ASSIGNMENT :: Each entry that follows is to be copied exactly, minus any pictures.
**** AVAILABLE RECORDS
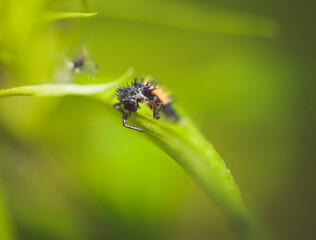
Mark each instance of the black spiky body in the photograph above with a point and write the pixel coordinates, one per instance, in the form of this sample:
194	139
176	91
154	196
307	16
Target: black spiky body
148	93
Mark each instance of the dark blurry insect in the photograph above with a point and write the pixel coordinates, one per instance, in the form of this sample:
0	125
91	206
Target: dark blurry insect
144	91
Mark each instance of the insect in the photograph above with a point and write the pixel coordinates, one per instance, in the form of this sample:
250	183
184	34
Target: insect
144	91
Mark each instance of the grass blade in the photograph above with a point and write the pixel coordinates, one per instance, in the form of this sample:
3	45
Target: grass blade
182	141
53	16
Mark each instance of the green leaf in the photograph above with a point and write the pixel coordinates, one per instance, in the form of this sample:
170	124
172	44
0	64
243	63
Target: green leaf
191	15
182	141
53	16
6	231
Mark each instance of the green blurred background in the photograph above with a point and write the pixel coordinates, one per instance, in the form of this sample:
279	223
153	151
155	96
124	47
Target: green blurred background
243	70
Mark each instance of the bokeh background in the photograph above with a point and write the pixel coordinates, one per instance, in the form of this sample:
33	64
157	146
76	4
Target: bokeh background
243	70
********
EXERCISE RESULT ::
Mark each instance of the black spiky body in the photograph above with a point and write the pixel coordinates, one per instance, in the form of this sample:
194	139
176	91
154	196
307	16
Target: black spiky body
148	93
Mark each instance of the dark blurry insect in the photograph above with a point and write the pixel coordinates, one per instance, in the form of this sample:
0	125
91	206
Target: dark blurry insect
144	91
Mark each instance of the insect in the photograph above with a point and write the pixel coordinates, one per instance, in the form of this sample:
250	183
184	34
Target: insect
144	91
Mark each instance of the grass blade in the photograph above with a point and write the pixel coordinates, one per instance, in the form of this sample:
3	45
Target: grass blade
182	141
53	16
Mark each instance of the green leaf in the photograph above with a point and write the pixel coordinates, one per instance, in the form of this sample:
170	124
172	44
0	64
243	63
Target: green leaf
191	15
182	141
53	16
6	231
Mark each instance of the green blurred background in the photograph above with a point and write the pixel coordinates, one per instance, in the form of this sample:
279	223
153	151
155	96
124	47
Target: green blurred background
243	70
Mark each instance of the bokeh background in the photograph above with a point and write the pixel coordinates, one per instance, in the form of this sample:
33	64
157	146
76	4
Target: bokeh background
243	70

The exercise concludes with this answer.